### Stated exercise:
Rewrite the records below as a JSON list of strings, one string per line and no blank lines, starting at the line that contains "of the white" and ending after the line that contains "<point>127,201</point>".

### Information given:

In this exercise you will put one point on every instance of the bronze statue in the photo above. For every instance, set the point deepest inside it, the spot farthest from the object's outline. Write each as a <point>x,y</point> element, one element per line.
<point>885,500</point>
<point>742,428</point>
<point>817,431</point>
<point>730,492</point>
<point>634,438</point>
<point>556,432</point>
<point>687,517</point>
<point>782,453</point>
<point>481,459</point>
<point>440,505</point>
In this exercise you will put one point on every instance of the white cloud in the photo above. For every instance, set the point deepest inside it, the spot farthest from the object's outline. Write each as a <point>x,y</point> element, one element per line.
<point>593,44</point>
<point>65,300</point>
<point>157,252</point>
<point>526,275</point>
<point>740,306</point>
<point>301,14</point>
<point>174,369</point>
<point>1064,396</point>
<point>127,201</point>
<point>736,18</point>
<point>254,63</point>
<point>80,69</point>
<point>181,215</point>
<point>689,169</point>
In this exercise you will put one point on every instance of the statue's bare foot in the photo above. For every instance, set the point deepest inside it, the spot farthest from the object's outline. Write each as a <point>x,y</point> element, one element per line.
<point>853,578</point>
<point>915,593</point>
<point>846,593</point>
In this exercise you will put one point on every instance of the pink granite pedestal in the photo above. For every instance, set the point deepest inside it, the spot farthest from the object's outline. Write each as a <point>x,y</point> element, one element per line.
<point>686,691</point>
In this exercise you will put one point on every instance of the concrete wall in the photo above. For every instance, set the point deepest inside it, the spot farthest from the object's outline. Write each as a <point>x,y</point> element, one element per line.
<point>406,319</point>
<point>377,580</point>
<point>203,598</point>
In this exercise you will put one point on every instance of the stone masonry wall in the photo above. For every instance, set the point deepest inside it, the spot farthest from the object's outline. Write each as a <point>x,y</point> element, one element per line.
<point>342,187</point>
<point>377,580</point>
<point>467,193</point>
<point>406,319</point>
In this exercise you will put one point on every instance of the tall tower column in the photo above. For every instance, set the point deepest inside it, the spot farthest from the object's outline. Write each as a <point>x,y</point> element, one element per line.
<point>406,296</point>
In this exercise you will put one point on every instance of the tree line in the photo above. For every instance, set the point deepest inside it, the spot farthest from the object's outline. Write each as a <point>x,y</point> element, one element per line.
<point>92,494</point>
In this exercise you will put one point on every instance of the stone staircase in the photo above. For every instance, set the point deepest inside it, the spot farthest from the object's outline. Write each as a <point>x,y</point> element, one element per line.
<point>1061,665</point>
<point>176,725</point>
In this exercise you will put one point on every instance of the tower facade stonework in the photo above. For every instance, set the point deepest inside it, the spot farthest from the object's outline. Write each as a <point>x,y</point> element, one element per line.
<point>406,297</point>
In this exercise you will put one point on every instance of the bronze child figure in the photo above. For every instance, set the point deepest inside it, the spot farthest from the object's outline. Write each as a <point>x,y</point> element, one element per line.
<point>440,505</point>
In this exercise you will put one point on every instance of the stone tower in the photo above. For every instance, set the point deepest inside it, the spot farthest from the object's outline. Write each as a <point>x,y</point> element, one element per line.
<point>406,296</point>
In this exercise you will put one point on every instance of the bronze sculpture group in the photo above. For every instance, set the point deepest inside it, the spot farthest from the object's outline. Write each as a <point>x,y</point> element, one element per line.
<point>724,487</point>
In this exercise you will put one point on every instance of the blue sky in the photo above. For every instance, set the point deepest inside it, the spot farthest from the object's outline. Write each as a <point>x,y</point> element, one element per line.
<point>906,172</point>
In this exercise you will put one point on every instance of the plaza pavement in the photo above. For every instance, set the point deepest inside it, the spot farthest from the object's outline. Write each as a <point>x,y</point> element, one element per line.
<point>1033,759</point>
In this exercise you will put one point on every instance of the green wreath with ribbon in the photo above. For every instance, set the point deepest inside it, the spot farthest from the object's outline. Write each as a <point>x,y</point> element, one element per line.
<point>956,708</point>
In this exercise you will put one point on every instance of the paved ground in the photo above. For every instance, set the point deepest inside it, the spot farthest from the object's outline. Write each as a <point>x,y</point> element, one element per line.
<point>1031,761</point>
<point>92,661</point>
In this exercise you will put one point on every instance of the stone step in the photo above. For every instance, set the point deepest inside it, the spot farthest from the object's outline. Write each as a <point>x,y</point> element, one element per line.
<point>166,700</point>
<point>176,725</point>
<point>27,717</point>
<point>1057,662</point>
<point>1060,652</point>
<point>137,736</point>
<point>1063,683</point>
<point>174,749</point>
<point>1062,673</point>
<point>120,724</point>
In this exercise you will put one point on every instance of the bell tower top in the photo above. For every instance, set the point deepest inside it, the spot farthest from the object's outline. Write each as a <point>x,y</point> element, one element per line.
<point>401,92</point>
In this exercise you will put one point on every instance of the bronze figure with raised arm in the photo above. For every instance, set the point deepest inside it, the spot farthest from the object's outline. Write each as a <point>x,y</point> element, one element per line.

### Written response:
[
  "In this exercise you will put one point on every instance of the white cloud in the photo above. For every instance, set the point deepest inside it, the spot farthest from the object's outline. Write each as a <point>x,y</point> element, one element per line.",
  "<point>593,44</point>",
  "<point>65,300</point>",
  "<point>157,252</point>",
  "<point>526,275</point>",
  "<point>740,306</point>",
  "<point>301,14</point>",
  "<point>174,369</point>",
  "<point>1064,396</point>",
  "<point>127,201</point>"
]